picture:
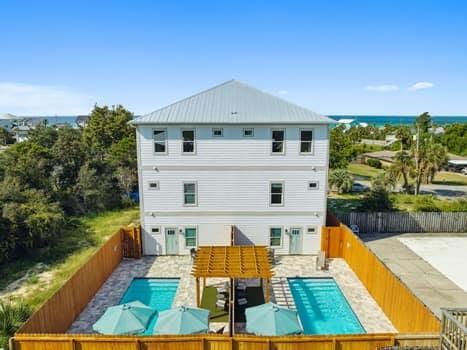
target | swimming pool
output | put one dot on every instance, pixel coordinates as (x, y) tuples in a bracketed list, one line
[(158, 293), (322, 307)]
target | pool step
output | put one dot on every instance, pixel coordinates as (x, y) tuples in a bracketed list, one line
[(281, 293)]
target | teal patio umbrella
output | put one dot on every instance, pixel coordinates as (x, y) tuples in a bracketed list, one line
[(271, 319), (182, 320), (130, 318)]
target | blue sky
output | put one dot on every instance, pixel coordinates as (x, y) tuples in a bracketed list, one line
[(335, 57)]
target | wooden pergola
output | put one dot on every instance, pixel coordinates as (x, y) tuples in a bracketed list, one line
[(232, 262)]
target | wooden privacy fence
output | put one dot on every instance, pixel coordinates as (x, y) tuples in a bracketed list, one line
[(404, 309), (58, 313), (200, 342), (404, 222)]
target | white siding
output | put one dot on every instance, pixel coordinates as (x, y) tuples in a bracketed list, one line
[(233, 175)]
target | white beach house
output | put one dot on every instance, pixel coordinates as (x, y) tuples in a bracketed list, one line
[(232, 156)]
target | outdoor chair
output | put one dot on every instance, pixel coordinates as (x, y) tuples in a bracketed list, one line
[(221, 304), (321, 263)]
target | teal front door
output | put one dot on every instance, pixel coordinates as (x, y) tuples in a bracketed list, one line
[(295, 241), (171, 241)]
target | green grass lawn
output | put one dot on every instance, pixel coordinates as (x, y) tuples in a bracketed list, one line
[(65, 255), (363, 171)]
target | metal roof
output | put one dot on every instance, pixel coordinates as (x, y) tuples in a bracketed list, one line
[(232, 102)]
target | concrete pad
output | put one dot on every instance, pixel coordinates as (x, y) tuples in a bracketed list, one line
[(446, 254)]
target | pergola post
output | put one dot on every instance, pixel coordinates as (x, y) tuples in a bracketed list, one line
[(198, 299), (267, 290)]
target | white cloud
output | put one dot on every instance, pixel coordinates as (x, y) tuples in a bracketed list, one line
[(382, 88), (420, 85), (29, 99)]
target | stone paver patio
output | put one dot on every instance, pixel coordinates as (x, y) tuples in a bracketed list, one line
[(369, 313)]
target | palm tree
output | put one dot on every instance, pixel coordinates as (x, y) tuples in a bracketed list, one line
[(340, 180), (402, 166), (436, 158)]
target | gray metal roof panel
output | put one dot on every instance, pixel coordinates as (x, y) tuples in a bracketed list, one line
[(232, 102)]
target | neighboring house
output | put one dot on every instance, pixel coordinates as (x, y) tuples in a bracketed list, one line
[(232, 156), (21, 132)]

--------------------------------

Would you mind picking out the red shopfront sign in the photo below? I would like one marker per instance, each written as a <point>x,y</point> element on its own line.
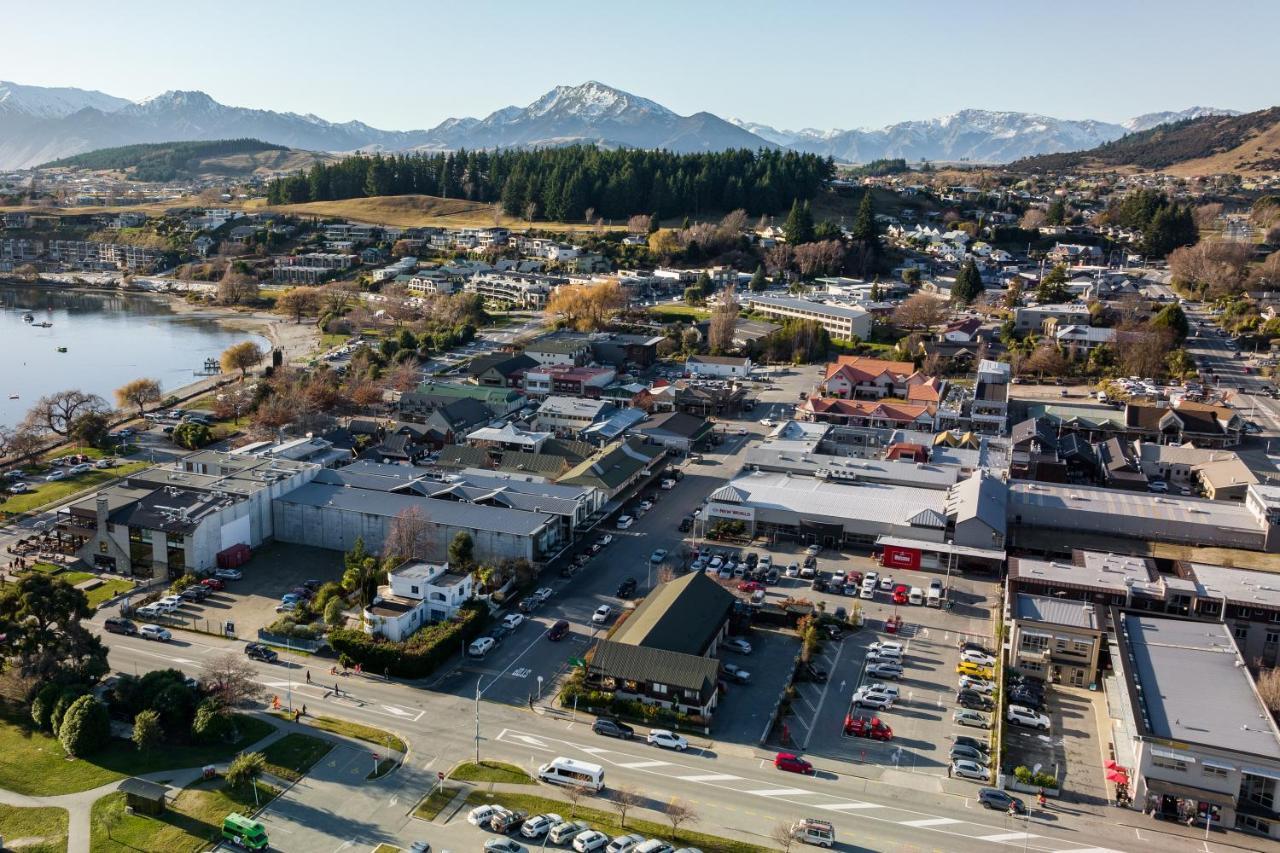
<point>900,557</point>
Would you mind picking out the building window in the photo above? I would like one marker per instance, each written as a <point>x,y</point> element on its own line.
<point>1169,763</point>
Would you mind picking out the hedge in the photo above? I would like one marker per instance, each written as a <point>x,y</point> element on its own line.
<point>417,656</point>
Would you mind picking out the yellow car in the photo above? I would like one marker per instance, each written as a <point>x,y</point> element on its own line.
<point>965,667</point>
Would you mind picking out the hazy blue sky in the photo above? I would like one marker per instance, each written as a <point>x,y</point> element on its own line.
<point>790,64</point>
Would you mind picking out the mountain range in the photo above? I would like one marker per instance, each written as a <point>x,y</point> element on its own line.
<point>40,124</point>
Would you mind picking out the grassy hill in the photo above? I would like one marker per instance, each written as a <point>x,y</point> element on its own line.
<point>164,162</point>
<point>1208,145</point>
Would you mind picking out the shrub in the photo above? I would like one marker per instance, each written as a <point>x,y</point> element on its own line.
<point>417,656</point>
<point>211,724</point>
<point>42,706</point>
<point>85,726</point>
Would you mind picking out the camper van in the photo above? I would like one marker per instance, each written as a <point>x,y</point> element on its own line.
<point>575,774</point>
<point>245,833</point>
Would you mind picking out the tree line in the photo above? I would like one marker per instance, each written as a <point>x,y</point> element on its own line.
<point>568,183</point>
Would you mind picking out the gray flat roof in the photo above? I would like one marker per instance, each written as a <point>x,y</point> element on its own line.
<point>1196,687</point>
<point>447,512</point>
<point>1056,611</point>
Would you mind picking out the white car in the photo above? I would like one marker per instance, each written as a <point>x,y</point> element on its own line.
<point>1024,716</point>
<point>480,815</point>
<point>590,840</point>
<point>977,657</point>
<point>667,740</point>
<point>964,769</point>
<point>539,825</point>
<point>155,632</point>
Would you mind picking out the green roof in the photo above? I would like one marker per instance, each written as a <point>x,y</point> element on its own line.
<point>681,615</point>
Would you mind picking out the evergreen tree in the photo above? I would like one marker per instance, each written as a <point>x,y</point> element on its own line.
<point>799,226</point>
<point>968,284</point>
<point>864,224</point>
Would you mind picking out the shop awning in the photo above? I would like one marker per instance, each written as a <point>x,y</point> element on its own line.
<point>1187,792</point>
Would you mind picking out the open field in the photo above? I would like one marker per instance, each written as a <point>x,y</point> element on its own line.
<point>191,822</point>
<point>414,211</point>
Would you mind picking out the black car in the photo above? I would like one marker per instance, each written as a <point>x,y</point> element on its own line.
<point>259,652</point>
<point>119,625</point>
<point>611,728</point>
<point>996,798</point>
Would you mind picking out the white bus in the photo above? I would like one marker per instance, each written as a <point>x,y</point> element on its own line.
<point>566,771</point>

--------------------------------

• _What you are asked to do_:
Rewrite the lines between the one holding "Would you mind picking out the black" and the one holding "<point>566,771</point>", inclusive, as a JSON list of strings with one string per line and blank lines omitted.

• _Finished task_:
[
  "Would you mind picking out the black car in the photo above? I would like one marker per instance, each written as a <point>x,y</point> element on its own line.",
  "<point>259,652</point>",
  "<point>119,625</point>",
  "<point>611,728</point>",
  "<point>996,798</point>",
  "Would you mind picking out the white bus in the photo above? I would like one marker per instance, each written as a <point>x,y</point> element on its own line.",
  "<point>566,771</point>"
]